- Source data -
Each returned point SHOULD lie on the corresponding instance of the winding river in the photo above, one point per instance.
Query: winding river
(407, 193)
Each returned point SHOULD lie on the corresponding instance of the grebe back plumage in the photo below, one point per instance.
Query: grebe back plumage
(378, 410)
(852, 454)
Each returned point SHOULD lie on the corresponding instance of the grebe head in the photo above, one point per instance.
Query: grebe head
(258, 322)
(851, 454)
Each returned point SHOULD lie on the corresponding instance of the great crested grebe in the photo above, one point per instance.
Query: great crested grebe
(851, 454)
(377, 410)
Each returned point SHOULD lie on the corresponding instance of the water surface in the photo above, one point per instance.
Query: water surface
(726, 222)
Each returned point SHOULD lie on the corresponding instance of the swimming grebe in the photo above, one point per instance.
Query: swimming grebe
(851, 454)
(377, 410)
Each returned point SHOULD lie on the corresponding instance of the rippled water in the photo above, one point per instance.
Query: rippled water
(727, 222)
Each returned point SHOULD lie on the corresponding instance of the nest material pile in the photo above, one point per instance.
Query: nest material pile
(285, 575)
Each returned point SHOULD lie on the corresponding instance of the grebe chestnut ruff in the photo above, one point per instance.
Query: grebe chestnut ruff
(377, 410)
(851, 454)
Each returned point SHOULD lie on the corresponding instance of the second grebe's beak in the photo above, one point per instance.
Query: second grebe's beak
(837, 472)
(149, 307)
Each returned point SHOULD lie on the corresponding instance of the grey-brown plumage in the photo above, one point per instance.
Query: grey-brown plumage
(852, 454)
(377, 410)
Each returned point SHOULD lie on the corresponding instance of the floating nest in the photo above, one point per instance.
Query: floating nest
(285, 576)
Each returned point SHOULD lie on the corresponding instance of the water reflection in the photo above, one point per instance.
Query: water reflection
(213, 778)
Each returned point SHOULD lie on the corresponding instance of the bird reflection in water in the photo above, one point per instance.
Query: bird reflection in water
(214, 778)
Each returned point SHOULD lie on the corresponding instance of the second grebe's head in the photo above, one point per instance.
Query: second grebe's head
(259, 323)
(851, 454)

- What is expected -
Write out the listing once more, matching it exactly.

- Response -
Each returned point SHOULD lie on the corresponding instance of the winding river in the photo above, one point per instance.
Query: winding river
(407, 193)
Each returned point SHOULD lie on the corresponding instance of the grebe back plumage in the photo below, one point per instance.
Query: grebe back plumage
(378, 410)
(852, 454)
Each returned point SHOULD lie on the corresponding instance of the grebe head in the photo above, one point per instance.
Query: grebe head
(258, 322)
(851, 454)
Each returned point SHOULD lie on the corresponding instance of the great crested grebe in the photo above, one point per instance.
Query: great crested grebe
(851, 454)
(377, 410)
Each returned point SHOULD lie on the corresponding instance of the water surface in the photo above, one point per instance.
Query: water surface
(726, 222)
Each returned point SHOULD lie on the corresponding instance of the swimming grebe in the photo above, one point per instance.
Query: swimming grebe
(851, 454)
(377, 410)
Each returned point SHOULD lie on the corresponding instance of the rippled water in the photo above, one point per instance.
Query: rippled water
(727, 222)
Each returned point SHOULD lie on the corresponding instance of the nest material pile in the photo above, one point per instance.
Query: nest material pile
(285, 575)
Each returned point SHOULD lie on the corresponding instance of the grebe chestnut ruff in the photo above, one point per instance.
Query: grebe chestnut ruff
(377, 410)
(851, 454)
Each returned point SHOULD lie on the corresponding instance of the second grebe's beak in the photo above, one point per instance.
Query: second grebe's beak
(837, 472)
(149, 307)
Each returned point SHOULD lie on the corresponding instance of the grey-brown plumage in the photo above, one point per instance.
Query: grey-brown plumage
(852, 454)
(377, 410)
Each returned point SHOULD lie on the corresponding instance of the floating nest in the photo above, one point per instance.
Query: floating nest
(285, 576)
Each returned point SHOULD lie on the corresponding instance of the water reflection in the photo above, one point per instance.
Query: water reflection
(213, 778)
Each returned point SHOULD lie on the corresponding instance of the bird reflection in water in the photo above, one point per instance.
Query: bird reflection in water
(214, 778)
Each returned point SHOULD lie on the corresponding instance of the second grebe's head in the photo above, one point per instance.
Query: second grebe's head
(259, 323)
(851, 454)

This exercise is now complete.